--- BEGIN Data provided ---

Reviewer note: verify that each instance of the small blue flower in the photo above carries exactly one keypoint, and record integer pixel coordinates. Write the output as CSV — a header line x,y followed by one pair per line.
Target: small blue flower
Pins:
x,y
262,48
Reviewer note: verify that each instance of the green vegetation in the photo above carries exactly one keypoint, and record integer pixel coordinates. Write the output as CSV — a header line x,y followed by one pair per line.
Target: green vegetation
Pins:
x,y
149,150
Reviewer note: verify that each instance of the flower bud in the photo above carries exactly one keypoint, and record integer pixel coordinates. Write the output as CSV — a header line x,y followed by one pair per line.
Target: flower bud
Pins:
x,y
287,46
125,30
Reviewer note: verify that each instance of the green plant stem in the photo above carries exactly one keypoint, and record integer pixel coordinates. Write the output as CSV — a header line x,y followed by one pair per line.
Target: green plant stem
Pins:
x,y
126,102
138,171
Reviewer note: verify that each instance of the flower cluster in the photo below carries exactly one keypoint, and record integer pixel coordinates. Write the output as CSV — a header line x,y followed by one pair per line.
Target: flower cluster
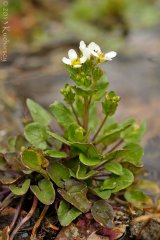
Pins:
x,y
92,50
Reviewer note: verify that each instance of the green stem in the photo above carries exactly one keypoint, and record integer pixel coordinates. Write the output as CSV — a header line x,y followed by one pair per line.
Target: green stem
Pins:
x,y
75,114
99,129
37,224
86,113
26,218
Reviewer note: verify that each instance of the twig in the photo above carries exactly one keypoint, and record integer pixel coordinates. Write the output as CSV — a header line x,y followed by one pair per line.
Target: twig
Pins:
x,y
27,217
75,114
37,224
99,129
16,214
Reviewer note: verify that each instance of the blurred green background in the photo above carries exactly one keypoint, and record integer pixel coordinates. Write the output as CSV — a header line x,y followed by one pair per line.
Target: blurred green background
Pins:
x,y
39,22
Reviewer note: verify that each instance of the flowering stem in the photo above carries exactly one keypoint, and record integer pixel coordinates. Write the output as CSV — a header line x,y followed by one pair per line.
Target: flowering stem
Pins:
x,y
27,217
86,113
75,114
116,145
99,129
16,214
37,224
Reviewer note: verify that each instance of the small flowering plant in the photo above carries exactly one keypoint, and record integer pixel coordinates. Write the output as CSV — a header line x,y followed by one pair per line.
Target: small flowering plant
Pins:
x,y
93,164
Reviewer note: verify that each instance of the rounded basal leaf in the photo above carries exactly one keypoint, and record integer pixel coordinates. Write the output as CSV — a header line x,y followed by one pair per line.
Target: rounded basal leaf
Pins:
x,y
103,213
58,173
22,189
148,186
88,161
38,113
75,193
82,173
37,135
7,177
114,167
137,198
135,133
44,191
55,154
59,138
117,183
32,159
67,214
104,194
109,183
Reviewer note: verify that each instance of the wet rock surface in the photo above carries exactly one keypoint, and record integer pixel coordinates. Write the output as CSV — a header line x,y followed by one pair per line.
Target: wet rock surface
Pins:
x,y
134,74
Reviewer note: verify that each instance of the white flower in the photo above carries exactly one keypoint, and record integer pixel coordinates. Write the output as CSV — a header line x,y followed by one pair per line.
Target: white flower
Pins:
x,y
84,50
73,59
96,51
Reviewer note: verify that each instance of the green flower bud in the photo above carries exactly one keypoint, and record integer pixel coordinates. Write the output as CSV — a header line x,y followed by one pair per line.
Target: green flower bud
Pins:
x,y
110,103
69,95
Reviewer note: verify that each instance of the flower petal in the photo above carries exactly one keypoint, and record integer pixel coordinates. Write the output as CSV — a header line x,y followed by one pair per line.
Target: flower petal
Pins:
x,y
77,66
82,46
94,47
94,53
110,55
83,59
66,61
72,54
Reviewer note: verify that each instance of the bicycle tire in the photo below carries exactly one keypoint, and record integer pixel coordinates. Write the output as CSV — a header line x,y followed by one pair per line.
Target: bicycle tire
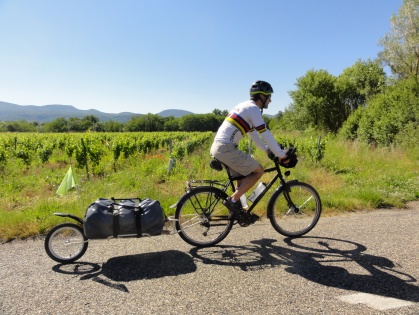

--- END Data provided ---

What you have to do →
Lay out as a numbered list the lines from the one containing "Reviewer note: verify that each instance of the bicycle" through the end of the records, both ends included, skipping blank lines. Leave the pictures out of the answer.

Result below →
1. Reviewer note: verify that each instance of the bicycle tire in the photo below carries exactly one keypoint, and record integer pixel coordinates. Write the output as CSV — a header line x,y followed by one pair per line.
2. Target: bicycle tire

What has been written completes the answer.